# Hilfe: Webcam für Homepage



## Justus_Baumgart (1. Juli 2005)

Hallo, 

Ich habe mir vor ein paar Tagen bzw. am Mittwoch eine Webcam gekauft. Sie funktioniert ja auch und ich kann auch mit meinen Freunden zusammen chatten aber was ich noch nicht heraus bekommen habe ist: Wie kann ich es machen, das meine Webcam auf meiner Homepage Bilder zeigt.....

Ich war nun schon auf vielen unterschiedlichen Seite und habe gelesen das man ein Webcam programm braucht. Nur dann habe ich festgestellt das diese alle auf Englisch sind. Was leider bei meinen begrenzten Englisch kenntnissen sehr fehl am Platz ist.

Deswegen suche ich dringt hilfe.... Jemand der mir ganz genau erklären kann, wie man das einbaut ^^ 

Ich danke schon mal jetzt im voraus


----------



## bled (1. Juli 2005)

Versuchs mal mit VIsion GS.
Die Personal Edition gibts auch kostenlos. Bei mir hat das damals ganz gut funktioniert. Ich glaube die Hilfe ist auch auf Deutsch.


----------



## Justus_Baumgart (2. Juli 2005)

DANKE, ....

Ich habe mich Gestern an die Arbeit gemacht und ein wenig gefummelt, doch hatte ich wohl Gestern Abend dann auch nicht mehr die richtige Motivation um das alles richtig zu machen. So habe ich mich dann, an diesen Samstag Morgen ran gemacht und was soll ich sagen? Nach 30 Minuten und ein wenig hin und her hat alles funktioniert.... ^^

FREU.....

→ KURZE AUFGABE: Schreibe den gesamten Dokumentauszug über die Webcam für die Homepage Wort für Wort nieder. Die Daten sind eigenständiges Material und gehören nicht zum Dokumentauszug.

→ BEREITGESTELLTE DATEN:
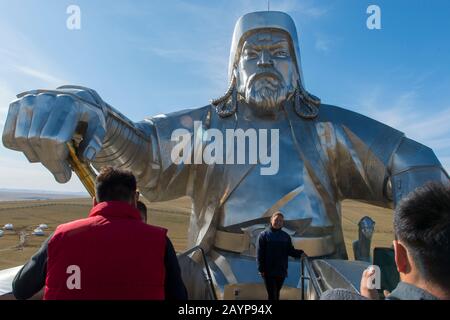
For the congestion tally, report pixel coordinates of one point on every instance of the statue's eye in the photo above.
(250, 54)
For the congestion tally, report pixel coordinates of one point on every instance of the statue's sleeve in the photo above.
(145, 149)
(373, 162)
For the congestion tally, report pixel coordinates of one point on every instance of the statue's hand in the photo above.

* * *

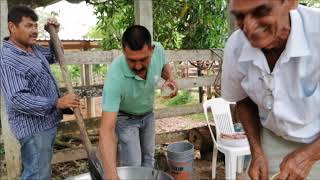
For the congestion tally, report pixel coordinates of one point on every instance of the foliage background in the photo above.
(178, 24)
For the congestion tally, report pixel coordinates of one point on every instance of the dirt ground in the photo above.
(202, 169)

→ ENDERGEBNIS:
# Hilfe: Webcam für Homepage



## Justus_Baumgart (1. Juli 2005)

Hallo, 

Ich habe mir vor ein paar Tagen bzw. am Mittwoch eine Webcam gekauft. Sie funktioniert ja auch und ich kann auch mit meinen Freunden zusammen chatten aber was ich noch nicht heraus bekommen habe ist: Wie kann ich es machen, das meine Webcam auf meiner Homepage Bilder zeigt.....

Ich war nun schon auf vielen unterschiedlichen Seite und habe gelesen das man ein Webcam programm braucht. Nur dann habe ich festgestellt das diese alle auf Englisch sind. Was leider bei meinen begrenzten Englisch kenntnissen sehr fehl am Platz ist.

Deswegen suche ich dringt hilfe.... Jemand der mir ganz genau erklären kann, wie man das einbaut ^^ 

Ich danke schon mal jetzt im voraus


----------



## bled (1. Juli 2005)

Versuchs mal mit VIsion GS.
Die Personal Edition gibts auch kostenlos. Bei mir hat das damals ganz gut funktioniert. Ich glaube die Hilfe ist auch auf Deutsch.


----------



## Justus_Baumgart (2. Juli 2005)

DANKE, ....

Ich habe mich Gestern an die Arbeit gemacht und ein wenig gefummelt, doch hatte ich wohl Gestern Abend dann auch nicht mehr die richtige Motivation um das alles richtig zu machen. So habe ich mich dann, an diesen Samstag Morgen ran gemacht und was soll ich sagen? Nach 30 Minuten und ein wenig hin und her hat alles funktioniert.... ^^

FREU.....